_Do this_: Repeat exactly each line of the data provided below.

------------------------------------------------------------

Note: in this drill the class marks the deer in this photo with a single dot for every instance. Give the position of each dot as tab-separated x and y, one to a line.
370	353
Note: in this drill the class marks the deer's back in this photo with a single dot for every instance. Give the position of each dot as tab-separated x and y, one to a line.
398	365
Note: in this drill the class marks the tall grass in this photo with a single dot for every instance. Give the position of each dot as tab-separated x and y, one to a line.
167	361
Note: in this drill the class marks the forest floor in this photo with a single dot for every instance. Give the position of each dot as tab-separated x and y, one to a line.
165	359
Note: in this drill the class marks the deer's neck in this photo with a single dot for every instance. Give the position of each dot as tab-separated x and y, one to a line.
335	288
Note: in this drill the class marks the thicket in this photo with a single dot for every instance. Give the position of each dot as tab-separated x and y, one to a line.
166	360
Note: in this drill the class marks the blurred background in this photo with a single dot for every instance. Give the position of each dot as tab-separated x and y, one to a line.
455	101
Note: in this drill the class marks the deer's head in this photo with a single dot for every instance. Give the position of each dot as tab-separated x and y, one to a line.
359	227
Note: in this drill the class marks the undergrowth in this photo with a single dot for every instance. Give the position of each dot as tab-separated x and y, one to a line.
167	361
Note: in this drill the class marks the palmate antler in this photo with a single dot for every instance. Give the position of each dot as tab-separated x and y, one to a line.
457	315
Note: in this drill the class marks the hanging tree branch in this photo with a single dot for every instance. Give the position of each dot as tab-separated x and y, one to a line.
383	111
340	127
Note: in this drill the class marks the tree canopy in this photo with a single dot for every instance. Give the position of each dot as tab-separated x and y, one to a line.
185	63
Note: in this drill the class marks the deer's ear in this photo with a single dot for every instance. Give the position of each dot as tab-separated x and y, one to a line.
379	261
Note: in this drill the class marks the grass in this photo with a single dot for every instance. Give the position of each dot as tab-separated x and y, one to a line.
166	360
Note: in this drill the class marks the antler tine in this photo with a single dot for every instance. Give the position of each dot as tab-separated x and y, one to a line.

------------------------------------------------------------

_The solution_:
Note: in this drill the class marks the deer in this photo with a single dot for every instance. Give the position of each dot as tab-separated x and y, one to a line.
370	353
Note: in this drill the class marks the deer's back in this photo with a single dot for every instance. Give the position of each dot as tab-separated x and y, one to a line.
398	365
Note: in this drill the class marks the tall grass in this photo with a single dot for every instance. Give the position of each dot as tab-separated x and y, one to a line.
167	361
Note: in this drill the class marks the forest floor in this photo with a single dot for every instance. Give the position of each dot as tab-separated x and y, one to a line.
165	359
Note: in this drill the class marks the deer's neck in this photo with a single dot for every instance. Give the position of each dot as tab-separated x and y, one to a line.
335	288
Note: in this drill the class marks the thicket in this photo with a single dot for every instance. Give the position of each dot as tab-separated x and y, one to a line.
166	360
Note: in this drill the class marks the blurred background in this photo with a single dot for every instance. Give the position of each dot as tab-separated x and y, one to a line.
455	101
Note: in this drill the class marks the deer's head in this photo with a single dot for every instance. Give the position of each dot as tab-separated x and y, one to a line.
359	227
Note: in this drill the class marks the undergrowth in this photo with a single dot for every instance. Give the position of each dot as tab-separated x and y, one to a line.
167	361
Note: in this drill the class marks the palmate antler in this photo with a single dot for every instance. Give the position of each dot as tab-separated x and y, one to a line.
457	315
Note: in this drill the class marks the hanging tree branch in this photo with a single dot for every instance. Give the position of each dot as tab-separated x and y, one to a line.
383	111
340	127
Note: in this drill the class marks the tree canopy in this photo with a single dot for every instance. Give the position of each dot as tab-separated x and y, one to a line.
185	63
Note: in this drill the class marks the deer's ear in this photo with a single dot for every instance. Give the position of each dot as tab-separated x and y, one to a line.
379	261
Note: in this drill the class marks the grass in this photo with a single dot for every instance. Give the position of each dot as tab-separated x and y, one to a line.
166	360
Note: in this drill the class marks the antler tine in this photo with a single dot for every instance. Give the position of each dot as tab-separated x and y, one to a line.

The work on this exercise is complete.